Powtórz dokładnie wszystkie poniższe wpisy, linijka po linijce, bez żadnych zmian.

▬▬▬

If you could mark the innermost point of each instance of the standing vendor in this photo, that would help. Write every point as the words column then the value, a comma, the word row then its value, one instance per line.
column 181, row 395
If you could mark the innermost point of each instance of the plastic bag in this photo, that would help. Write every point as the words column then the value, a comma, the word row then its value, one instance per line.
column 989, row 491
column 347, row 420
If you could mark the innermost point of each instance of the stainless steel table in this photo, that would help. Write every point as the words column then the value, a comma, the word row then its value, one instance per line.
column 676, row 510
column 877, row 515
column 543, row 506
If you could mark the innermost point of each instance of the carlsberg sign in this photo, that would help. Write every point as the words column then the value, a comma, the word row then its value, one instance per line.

▬▬▬

- Poprawna odpowiedź
If you could mark the innermost point of each instance of the standing vendor in this photo, that would help. Write every point as the words column then the value, a comma, the word row then its value, one instance per line.
column 181, row 395
If you could mark the innermost point of each instance of the plastic bag in this photo, that would help. Write every point as the words column then the value, a comma, the word row then its value, one instance per line.
column 989, row 491
column 347, row 420
If you could mark the innermost point of each instance of the stainless steel table in this photo, that would help. Write every point as the words column then the value, a comma, the word row then its value, one instance per line.
column 676, row 510
column 877, row 515
column 543, row 506
If you could mark the innermost point of each instance of the carlsberg sign in this photo, that would help. Write every point as the words column then the value, a comma, the word row then its value, one instance per line.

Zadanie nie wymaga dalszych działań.